■ **Required work**: Transcribe the lines below verbatim, from the first to the last.
### Entries provided
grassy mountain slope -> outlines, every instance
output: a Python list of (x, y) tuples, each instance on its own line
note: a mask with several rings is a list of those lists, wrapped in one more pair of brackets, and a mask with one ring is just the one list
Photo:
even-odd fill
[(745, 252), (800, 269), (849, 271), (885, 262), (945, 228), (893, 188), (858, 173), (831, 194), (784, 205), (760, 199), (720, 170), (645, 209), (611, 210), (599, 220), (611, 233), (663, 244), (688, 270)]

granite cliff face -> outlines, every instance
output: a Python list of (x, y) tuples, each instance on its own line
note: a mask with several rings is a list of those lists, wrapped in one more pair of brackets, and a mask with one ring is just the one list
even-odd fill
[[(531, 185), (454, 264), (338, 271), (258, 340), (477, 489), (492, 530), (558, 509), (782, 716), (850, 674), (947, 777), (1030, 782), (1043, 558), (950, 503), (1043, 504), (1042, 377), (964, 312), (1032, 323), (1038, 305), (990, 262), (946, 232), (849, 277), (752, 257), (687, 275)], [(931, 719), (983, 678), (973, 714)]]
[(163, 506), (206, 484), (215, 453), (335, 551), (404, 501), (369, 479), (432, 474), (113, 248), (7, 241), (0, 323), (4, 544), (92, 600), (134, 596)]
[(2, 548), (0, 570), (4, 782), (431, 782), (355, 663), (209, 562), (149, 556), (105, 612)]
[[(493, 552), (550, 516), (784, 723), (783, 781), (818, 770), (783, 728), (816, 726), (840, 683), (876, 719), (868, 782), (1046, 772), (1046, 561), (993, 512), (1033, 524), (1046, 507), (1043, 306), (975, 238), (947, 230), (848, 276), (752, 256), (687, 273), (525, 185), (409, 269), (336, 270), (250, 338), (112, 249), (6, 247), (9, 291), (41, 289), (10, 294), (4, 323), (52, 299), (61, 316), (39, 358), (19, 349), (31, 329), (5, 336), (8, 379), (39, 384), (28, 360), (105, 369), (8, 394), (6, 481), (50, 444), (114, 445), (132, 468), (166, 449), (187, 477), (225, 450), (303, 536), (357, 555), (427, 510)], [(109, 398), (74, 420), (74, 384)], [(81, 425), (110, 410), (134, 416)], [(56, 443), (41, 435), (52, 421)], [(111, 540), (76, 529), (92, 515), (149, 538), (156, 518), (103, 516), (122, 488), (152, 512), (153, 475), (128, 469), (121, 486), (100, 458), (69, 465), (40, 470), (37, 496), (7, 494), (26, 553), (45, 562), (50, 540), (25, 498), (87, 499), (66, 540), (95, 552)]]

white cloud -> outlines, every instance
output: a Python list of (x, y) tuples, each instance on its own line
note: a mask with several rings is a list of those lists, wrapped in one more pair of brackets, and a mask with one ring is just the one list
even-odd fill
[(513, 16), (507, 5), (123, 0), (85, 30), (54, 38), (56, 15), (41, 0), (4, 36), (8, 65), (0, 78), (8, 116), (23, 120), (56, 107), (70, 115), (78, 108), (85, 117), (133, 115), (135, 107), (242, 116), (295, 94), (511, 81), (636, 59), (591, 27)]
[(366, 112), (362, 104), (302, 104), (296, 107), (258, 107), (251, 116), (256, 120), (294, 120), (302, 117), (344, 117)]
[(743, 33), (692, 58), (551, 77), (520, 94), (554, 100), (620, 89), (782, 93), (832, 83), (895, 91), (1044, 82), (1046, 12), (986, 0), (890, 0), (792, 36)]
######
■ **Worked answer**:
grassy mountain slope -> outlines, every instance
output: a Python list of (x, y) tuples, each instance on its own line
note: a mask with several rings is a list of those lists, wrapped in one more pair of brackets, and a mask with one ring is just the one list
Photo:
even-odd fill
[(745, 252), (800, 269), (849, 271), (885, 262), (945, 228), (893, 188), (858, 173), (831, 194), (784, 205), (760, 199), (720, 170), (645, 209), (611, 210), (599, 220), (611, 233), (663, 244), (688, 270)]

granite cliff face -> outlines, every instance
output: a Python list of (x, y) tuples, each instance on its own line
note: a mask with several rings is a list of those lists, wrapped in one more pair of brackets, and a mask with one ring is just the one list
even-odd fill
[[(531, 185), (454, 264), (338, 271), (258, 340), (477, 489), (492, 530), (558, 509), (782, 716), (850, 674), (947, 777), (1030, 782), (1043, 558), (950, 503), (1043, 504), (1042, 377), (964, 312), (1032, 323), (1038, 305), (990, 262), (946, 232), (849, 277), (752, 257), (687, 275)], [(931, 719), (983, 678), (973, 714)]]
[(163, 506), (206, 484), (215, 453), (335, 551), (404, 501), (369, 479), (432, 474), (113, 248), (7, 241), (0, 323), (4, 544), (92, 600), (134, 596)]
[(2, 548), (0, 570), (4, 782), (431, 782), (355, 663), (209, 562), (149, 556), (105, 612)]
[[(493, 552), (550, 516), (784, 723), (783, 781), (818, 770), (783, 728), (816, 726), (840, 683), (876, 719), (868, 782), (1046, 772), (1046, 561), (993, 512), (1033, 524), (1046, 507), (1043, 306), (975, 238), (947, 230), (848, 276), (752, 256), (687, 273), (525, 185), (409, 269), (336, 270), (250, 338), (112, 249), (6, 247), (9, 291), (41, 289), (10, 294), (4, 323), (52, 299), (61, 316), (39, 358), (19, 349), (31, 329), (5, 336), (8, 379), (39, 384), (28, 360), (105, 369), (8, 394), (6, 481), (50, 444), (114, 445), (132, 468), (166, 449), (187, 477), (225, 450), (303, 536), (357, 555), (427, 510)], [(109, 398), (74, 420), (74, 384)], [(81, 425), (110, 410), (134, 416)], [(56, 443), (41, 435), (52, 421)], [(111, 540), (76, 529), (92, 515), (149, 538), (156, 518), (103, 516), (122, 488), (152, 512), (153, 475), (128, 469), (121, 486), (100, 458), (69, 465), (40, 470), (37, 496), (7, 494), (26, 553), (45, 562), (50, 540), (25, 498), (87, 499), (66, 540), (95, 552)]]

white cloud -> outlines, every instance
output: a Python list of (x, y) tuples, each instance on its own line
note: a mask with several rings is a list of those lists, wrapped in one more pair of brackets, and a mask with one ring is just the one list
even-odd fill
[(513, 16), (507, 5), (123, 0), (85, 30), (54, 38), (56, 15), (41, 0), (4, 36), (8, 65), (0, 78), (8, 116), (23, 120), (56, 107), (70, 115), (78, 108), (85, 117), (133, 115), (135, 107), (242, 116), (295, 94), (511, 81), (636, 59), (591, 27)]
[(366, 112), (362, 104), (302, 104), (296, 107), (258, 107), (251, 116), (256, 120), (294, 120), (302, 117), (344, 117)]
[(743, 33), (692, 58), (551, 77), (520, 94), (554, 100), (620, 89), (782, 93), (832, 83), (895, 91), (1044, 82), (1046, 12), (986, 0), (890, 0), (792, 36)]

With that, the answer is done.